**Task item**
Find the line containing "the reflection on wet" in the entries below. Restate it and each line after it, word for word, up to and including the line containing "Target: stone building".

-------

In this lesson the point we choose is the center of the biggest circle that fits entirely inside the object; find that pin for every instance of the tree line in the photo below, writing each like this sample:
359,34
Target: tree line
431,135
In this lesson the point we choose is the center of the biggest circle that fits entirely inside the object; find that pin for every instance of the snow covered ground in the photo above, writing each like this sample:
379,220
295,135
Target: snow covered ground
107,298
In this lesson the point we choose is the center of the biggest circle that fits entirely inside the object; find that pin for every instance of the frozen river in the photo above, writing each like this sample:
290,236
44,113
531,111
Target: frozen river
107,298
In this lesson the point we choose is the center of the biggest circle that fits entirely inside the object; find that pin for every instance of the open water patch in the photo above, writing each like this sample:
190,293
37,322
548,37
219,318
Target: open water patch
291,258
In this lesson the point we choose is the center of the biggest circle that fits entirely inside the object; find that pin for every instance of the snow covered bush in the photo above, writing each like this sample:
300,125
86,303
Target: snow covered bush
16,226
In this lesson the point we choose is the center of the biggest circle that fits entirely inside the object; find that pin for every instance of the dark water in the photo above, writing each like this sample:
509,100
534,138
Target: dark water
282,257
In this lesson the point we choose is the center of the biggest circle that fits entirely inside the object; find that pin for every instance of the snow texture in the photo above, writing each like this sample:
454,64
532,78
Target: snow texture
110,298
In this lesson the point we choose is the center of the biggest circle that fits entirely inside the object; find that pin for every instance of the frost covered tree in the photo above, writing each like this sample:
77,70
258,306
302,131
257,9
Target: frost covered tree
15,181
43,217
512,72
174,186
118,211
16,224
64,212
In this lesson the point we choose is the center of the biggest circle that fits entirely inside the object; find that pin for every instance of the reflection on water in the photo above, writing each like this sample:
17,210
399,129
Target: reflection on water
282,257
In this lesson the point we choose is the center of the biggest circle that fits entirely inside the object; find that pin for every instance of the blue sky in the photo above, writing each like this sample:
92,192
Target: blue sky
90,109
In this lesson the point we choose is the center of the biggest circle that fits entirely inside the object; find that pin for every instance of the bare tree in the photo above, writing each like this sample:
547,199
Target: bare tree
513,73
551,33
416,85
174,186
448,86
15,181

-------

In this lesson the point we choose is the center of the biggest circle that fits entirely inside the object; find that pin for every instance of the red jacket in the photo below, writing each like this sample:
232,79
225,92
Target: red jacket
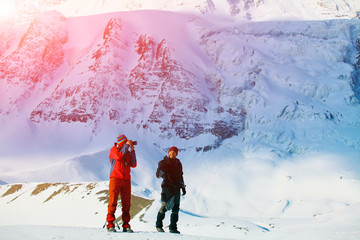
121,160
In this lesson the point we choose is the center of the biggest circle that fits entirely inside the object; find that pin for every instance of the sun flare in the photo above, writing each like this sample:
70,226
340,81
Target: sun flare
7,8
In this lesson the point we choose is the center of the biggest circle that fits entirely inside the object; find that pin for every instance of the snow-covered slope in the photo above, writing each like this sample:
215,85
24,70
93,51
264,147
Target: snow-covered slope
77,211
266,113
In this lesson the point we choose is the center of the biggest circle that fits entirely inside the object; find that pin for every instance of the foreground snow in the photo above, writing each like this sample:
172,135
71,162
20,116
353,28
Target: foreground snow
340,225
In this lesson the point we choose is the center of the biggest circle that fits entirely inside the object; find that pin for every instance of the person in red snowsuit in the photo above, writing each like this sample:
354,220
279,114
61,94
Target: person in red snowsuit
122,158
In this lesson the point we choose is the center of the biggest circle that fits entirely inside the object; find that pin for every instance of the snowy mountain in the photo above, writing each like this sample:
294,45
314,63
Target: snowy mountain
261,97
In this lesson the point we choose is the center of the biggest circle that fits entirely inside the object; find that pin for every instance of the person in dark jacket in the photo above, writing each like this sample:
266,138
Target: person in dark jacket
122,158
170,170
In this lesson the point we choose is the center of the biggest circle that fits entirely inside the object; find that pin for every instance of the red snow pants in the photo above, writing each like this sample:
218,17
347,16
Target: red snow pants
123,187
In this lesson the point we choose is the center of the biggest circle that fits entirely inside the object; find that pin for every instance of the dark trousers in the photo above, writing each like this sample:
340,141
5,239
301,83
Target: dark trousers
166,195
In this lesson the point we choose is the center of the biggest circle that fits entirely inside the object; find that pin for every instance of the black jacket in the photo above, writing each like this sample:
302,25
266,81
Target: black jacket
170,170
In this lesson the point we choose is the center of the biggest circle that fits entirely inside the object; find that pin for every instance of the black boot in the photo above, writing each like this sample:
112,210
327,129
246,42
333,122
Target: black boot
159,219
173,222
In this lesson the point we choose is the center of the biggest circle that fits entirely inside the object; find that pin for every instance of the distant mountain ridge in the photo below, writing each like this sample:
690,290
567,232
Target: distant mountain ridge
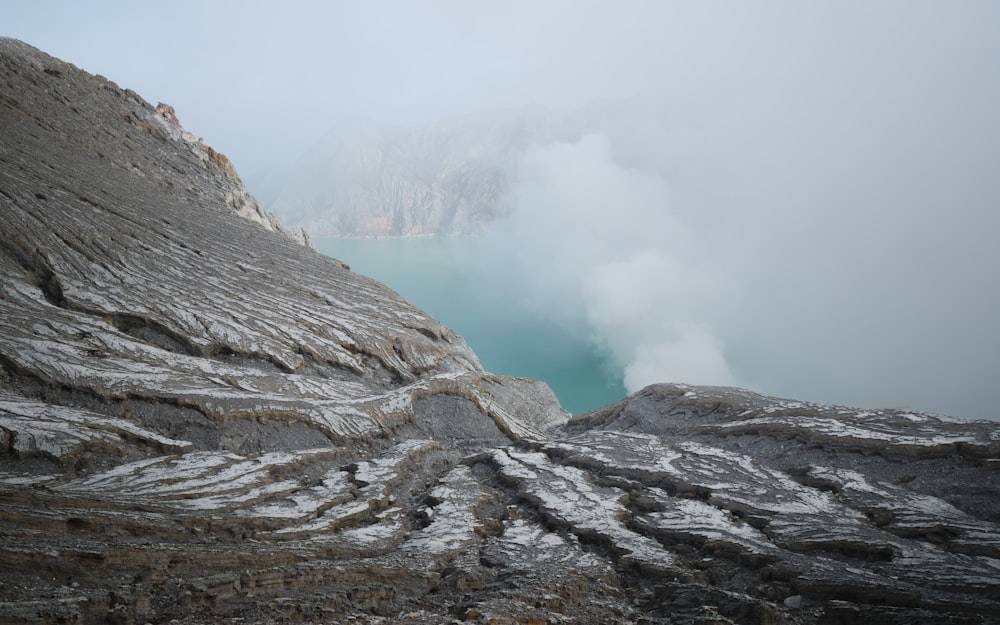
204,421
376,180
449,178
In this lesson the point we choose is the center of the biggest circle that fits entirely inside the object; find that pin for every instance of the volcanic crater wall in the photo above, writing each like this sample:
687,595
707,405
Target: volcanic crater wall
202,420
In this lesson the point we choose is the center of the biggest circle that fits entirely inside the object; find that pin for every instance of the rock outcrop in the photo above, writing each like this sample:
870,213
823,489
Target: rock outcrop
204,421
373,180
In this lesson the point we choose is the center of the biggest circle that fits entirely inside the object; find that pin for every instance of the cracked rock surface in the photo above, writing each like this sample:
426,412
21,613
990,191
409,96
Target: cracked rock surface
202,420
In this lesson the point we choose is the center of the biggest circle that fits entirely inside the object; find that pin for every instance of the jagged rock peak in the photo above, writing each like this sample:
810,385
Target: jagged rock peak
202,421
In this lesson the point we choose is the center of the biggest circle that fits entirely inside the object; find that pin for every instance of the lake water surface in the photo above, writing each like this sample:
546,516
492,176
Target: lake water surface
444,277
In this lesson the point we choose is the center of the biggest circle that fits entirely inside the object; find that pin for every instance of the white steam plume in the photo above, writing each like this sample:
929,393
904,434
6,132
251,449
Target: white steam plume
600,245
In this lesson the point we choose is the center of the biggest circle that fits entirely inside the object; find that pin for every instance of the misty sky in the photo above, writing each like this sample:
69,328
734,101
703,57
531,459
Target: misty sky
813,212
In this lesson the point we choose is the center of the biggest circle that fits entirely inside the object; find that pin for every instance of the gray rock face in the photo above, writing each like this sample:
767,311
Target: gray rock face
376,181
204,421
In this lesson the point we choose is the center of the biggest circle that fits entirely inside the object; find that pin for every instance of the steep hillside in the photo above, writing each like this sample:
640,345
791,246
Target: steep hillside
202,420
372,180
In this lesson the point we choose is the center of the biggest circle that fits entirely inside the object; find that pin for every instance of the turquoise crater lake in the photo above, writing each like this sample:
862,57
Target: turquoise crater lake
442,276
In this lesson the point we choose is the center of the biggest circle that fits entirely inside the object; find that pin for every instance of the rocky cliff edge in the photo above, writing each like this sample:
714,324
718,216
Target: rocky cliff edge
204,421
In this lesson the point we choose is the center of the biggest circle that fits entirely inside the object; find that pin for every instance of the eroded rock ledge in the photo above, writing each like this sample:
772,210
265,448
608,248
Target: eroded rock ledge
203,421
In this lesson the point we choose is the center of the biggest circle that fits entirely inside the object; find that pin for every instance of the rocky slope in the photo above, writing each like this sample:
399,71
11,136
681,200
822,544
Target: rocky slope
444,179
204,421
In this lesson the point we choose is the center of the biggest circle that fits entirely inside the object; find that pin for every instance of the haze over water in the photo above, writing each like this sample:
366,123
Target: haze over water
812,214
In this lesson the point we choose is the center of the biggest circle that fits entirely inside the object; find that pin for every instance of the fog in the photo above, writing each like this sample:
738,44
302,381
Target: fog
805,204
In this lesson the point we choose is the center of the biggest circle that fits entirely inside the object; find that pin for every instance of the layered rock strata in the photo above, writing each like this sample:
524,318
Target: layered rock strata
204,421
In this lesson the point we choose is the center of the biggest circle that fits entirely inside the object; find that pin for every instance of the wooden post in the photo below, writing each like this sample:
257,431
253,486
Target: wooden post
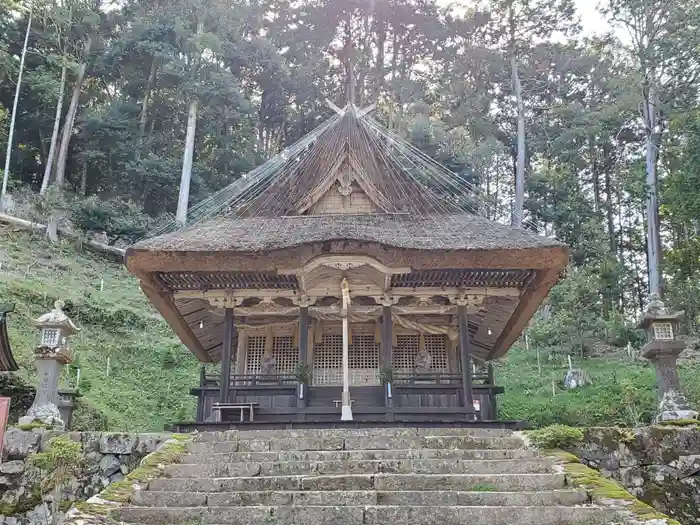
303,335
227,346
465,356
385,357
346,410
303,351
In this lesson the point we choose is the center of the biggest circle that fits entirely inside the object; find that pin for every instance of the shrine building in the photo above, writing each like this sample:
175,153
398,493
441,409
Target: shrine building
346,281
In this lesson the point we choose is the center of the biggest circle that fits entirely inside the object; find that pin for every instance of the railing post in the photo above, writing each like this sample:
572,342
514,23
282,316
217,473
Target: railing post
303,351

-------

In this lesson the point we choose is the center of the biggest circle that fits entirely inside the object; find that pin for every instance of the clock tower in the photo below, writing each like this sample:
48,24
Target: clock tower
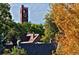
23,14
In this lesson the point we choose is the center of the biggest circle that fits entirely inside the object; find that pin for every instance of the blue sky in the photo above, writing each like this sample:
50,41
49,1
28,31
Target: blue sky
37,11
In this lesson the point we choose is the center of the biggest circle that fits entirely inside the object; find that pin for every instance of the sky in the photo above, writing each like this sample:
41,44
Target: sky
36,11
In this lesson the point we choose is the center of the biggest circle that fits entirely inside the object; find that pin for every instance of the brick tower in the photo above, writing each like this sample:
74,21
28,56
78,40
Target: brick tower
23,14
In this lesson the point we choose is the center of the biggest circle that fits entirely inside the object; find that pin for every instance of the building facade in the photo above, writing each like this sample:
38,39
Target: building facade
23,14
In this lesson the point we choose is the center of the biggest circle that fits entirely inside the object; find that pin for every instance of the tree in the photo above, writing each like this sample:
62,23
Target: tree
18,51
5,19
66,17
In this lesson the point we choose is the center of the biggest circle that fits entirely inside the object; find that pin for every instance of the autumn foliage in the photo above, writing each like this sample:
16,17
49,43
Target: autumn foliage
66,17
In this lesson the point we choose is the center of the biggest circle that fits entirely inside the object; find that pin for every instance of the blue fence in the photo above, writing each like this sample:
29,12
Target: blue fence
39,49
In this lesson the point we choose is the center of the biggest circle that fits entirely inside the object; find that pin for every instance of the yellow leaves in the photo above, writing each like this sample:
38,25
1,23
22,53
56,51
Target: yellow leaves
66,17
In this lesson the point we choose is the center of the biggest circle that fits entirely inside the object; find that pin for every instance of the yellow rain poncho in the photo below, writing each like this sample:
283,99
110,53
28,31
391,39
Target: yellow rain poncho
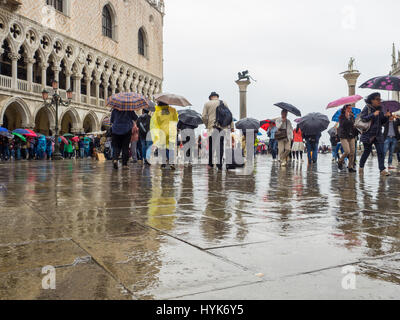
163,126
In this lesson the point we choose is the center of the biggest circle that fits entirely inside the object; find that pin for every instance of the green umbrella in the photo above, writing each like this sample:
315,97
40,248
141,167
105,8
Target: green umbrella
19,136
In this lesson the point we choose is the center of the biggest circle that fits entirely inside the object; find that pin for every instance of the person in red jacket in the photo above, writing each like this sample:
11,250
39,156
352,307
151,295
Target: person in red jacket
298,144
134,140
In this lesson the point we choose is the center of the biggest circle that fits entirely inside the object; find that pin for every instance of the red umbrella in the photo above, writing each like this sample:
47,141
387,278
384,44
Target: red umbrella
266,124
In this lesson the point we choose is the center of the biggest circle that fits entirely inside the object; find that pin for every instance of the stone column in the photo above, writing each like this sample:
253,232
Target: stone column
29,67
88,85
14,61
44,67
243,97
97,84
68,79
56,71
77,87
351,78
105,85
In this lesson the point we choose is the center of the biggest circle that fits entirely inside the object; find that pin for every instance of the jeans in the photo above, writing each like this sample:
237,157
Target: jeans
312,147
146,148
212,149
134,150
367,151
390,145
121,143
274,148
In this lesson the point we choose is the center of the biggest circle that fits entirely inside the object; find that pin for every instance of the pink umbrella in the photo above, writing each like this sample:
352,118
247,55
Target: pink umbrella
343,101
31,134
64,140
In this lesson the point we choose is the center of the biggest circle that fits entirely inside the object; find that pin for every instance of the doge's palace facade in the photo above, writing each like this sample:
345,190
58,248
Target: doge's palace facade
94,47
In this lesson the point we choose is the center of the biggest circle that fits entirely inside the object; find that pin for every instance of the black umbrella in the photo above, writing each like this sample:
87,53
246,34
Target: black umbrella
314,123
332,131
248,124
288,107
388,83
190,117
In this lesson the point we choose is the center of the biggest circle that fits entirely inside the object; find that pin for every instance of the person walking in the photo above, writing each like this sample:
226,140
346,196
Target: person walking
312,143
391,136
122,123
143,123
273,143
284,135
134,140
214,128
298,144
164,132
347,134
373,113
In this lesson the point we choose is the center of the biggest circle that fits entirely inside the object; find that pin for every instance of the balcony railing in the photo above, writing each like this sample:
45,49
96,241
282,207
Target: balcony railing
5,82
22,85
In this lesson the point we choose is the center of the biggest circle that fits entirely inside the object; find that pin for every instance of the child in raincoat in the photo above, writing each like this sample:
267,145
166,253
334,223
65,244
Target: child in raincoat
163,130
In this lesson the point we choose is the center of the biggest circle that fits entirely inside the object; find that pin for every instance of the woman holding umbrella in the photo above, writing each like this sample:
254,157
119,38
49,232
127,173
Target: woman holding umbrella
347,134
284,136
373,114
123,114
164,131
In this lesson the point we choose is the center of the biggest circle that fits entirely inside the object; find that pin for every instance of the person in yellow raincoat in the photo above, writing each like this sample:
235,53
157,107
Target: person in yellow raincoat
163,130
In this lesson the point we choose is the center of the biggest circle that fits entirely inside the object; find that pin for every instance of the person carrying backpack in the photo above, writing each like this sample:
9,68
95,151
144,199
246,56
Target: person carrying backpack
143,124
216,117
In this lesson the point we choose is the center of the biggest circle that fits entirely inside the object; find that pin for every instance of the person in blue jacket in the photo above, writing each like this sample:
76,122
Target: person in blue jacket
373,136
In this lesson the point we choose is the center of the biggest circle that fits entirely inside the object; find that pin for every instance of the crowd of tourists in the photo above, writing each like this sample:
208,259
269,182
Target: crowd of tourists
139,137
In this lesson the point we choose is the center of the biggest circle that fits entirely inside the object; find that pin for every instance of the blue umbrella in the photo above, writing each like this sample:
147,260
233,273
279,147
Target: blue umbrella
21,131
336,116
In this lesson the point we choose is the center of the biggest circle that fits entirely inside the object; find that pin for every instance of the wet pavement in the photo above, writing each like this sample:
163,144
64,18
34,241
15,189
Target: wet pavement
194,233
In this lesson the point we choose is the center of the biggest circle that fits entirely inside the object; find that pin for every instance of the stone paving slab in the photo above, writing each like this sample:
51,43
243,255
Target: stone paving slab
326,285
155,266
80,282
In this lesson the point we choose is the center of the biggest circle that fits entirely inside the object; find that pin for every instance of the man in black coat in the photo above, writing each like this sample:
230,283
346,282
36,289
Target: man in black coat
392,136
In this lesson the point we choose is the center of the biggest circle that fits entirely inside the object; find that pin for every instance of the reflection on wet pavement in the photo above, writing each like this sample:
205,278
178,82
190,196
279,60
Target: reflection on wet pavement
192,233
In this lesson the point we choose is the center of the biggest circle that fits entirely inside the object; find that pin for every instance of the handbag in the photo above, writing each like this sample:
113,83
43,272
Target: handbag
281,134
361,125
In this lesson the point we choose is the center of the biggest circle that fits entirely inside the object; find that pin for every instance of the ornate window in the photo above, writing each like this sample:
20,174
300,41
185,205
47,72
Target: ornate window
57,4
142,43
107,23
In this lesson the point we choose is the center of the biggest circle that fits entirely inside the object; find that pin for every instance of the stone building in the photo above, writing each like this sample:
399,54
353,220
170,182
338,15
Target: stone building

-------

**Task solution**
In this lesson the point we choose is the center of the biggest circle that fits entirely inside the object; find that pin for every instance of the reflection on wet pavement in the photo above, writing each like this sample:
205,278
178,82
190,196
279,60
Target: reflection on wet pavement
192,233
In this lesson the point we choose is the center of the biggest circle that fits entirely inside the object; find that pin for every instance of the handbag in the photo above, writing each like this sample:
113,83
43,272
Target: handbag
281,134
361,125
In this lesson the point we choose is the center of the biggest circle that fits entirely inside the object; find that pin for every instance of the ornate window in the photo above, writing each like this sample:
20,174
300,41
185,205
47,72
Target: ornate window
57,4
142,43
107,23
In this lesson the point we choose is the center of the biggest circle that fits entirely inside the object; find that pin for every instance of the stone building in the photo above, writing each like this sample:
399,54
353,220
170,182
338,15
Target: stone building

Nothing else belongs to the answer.